# TEXT SHOWN
Over the past 15 months, McCourt has seemed unshakable in his belief that what he's doing is right. That what he's doing is best for his children. That anything one might call a mistake or selfishness is, at worst, a means to an end. That the people who question him simply don't understand. That he will be vindicated. That because he's been a winner in the past, he'll be a winner in the future. Even when he's ridden on the edge of the cliff.

I imagine that tiger blood is a trait shared by a number of people who become successful, but there comes a point when it goes beyond empowering and becomes a pollutant. I have no expectations that this tiger is going to change his stripes. I don't believe he's going to give up the Dodgers without clawing or scratching through the last fight. But tiger blood makes people selfish to the extreme, and even allowing for the eccentricities and entitlements of ownership, circumstances have long since stopped any reasonable defense of his fight.

Yes, McCourt has rights. But he also has duties.

For all his romping and stomping, Sheen realizes that there is life after "Two and a Half Men." It's time that the McCourts embark upon life after the Dodgers. It's time they find a new passion. Quit this pretense that you're the best thing for this franchise, quit this pretense that your children deserve to inherit leadership of the team, and let go.

I've met Frank McCourt, but by no means am I qualified to psychoanalyze him...that said, it has been interesting to watch his tenure as Dodgers owner deathspiral due to a series of blunders and miscalculations. For an owner who presided over three playoff appearances in a short four-year span, including two postseason series victories which were the franchise's first in almost two decades--one would think that he would be canonized, rather than vilified.

# EXERCISE AIM
Output the passage of the text about Frank McCourt and the Dodgers starting with "Over the past" and going on through "of the cliff.", copying it word for word. Rely only on the text about Frank McCourt and the Dodgers.

# DATASET
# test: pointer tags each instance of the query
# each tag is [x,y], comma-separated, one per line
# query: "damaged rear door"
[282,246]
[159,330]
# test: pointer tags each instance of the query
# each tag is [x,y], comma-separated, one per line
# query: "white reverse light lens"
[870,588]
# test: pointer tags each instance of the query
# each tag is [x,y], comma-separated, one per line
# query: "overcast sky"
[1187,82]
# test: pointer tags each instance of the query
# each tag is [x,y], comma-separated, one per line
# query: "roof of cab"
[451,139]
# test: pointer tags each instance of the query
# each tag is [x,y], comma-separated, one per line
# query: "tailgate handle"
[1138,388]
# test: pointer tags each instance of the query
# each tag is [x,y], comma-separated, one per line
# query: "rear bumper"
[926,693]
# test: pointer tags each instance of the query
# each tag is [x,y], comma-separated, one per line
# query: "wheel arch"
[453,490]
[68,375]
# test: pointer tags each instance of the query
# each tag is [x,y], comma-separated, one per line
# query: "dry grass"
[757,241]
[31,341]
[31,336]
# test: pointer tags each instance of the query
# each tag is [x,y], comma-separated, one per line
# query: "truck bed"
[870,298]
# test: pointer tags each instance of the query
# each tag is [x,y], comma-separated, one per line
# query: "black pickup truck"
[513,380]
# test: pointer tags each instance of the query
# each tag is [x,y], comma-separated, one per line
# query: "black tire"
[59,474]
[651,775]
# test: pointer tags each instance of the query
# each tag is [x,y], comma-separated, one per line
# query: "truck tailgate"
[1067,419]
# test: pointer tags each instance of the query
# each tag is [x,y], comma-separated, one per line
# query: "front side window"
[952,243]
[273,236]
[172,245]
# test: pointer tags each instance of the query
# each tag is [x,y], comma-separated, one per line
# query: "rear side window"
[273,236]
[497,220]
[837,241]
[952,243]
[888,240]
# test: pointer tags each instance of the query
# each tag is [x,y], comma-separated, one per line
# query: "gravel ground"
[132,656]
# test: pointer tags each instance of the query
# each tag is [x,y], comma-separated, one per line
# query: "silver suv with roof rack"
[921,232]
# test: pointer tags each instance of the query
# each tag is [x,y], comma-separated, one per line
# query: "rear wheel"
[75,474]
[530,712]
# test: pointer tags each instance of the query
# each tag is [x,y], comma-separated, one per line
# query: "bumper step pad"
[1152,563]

# RESPONSE TO THIS TASK
Over the past 15 months, McCourt has seemed unshakable in his belief that what he's doing is right. That what he's doing is best for his children. That anything one might call a mistake or selfishness is, at worst, a means to an end. That the people who question him simply don't understand. That he will be vindicated. That because he's been a winner in the past, he'll be a winner in the future. Even when he's ridden on the edge of the cliff.